═══ Dataset ═══
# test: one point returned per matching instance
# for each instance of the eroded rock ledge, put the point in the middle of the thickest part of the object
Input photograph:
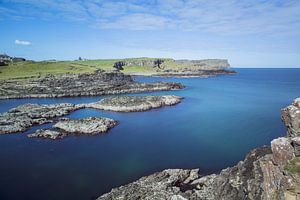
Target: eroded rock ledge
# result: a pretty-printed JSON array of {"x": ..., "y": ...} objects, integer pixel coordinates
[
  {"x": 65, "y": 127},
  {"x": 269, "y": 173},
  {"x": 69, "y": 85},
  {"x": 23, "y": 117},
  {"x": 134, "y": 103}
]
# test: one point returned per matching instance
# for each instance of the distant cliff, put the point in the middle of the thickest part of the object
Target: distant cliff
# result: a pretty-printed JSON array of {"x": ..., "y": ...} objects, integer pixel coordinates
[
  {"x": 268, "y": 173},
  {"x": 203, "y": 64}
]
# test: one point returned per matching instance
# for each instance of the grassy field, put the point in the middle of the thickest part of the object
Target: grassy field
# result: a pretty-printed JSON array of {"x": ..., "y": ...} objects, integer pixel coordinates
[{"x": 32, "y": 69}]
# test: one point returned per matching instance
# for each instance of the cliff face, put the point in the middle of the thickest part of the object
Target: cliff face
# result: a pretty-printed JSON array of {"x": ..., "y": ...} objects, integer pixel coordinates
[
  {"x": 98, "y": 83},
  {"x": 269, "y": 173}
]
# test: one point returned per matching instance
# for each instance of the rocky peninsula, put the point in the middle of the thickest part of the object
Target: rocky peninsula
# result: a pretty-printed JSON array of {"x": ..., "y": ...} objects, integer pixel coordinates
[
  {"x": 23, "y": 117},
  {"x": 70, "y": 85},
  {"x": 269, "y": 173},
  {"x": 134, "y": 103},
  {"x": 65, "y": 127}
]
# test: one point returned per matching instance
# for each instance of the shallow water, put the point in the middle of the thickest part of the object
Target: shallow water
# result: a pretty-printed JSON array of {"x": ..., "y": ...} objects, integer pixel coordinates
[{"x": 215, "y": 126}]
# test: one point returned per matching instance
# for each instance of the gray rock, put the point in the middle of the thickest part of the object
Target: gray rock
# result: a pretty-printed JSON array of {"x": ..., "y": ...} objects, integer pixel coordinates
═══
What the task requires
How many lines of the data above contain the string "grassy", counting only matches in the same case? Give only the number.

Solution
2